> Your instructions
The response should be a faithful copy of every record, with nothing left out.

> Supplied entries

------

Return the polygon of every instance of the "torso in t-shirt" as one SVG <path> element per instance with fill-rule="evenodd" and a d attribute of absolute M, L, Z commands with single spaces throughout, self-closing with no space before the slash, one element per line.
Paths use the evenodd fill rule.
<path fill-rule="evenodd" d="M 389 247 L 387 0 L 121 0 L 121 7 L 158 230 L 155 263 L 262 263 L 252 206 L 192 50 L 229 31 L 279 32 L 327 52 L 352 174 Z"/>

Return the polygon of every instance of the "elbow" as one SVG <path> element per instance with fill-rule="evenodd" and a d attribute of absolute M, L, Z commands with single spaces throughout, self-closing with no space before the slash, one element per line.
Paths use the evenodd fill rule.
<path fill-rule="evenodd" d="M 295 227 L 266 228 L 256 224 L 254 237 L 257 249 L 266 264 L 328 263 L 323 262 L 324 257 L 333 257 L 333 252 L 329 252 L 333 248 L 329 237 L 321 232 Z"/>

------

> Expected answer
Return the polygon of every instance of the "torso in t-shirt" as one SVG <path> element per instance with fill-rule="evenodd" and a d attribute of absolute M, L, Z commands with single spaces throughout, self-closing with no space before the slash, one element per line.
Paths use the evenodd fill rule.
<path fill-rule="evenodd" d="M 389 247 L 387 0 L 121 0 L 121 7 L 158 230 L 155 263 L 262 263 L 252 206 L 192 50 L 229 31 L 279 32 L 327 52 L 352 174 Z"/>

Return the polygon of every instance of the "elbow" as one SVG <path> element per instance with fill-rule="evenodd" and a d attribute of absolute M, L, Z commands with single spaces throughout, self-closing with no space before the slash, one element per line.
Paths use the evenodd fill rule.
<path fill-rule="evenodd" d="M 295 227 L 266 228 L 256 224 L 254 237 L 257 249 L 266 264 L 328 263 L 323 262 L 324 257 L 333 257 L 333 252 L 329 252 L 333 248 L 329 237 L 321 232 Z"/>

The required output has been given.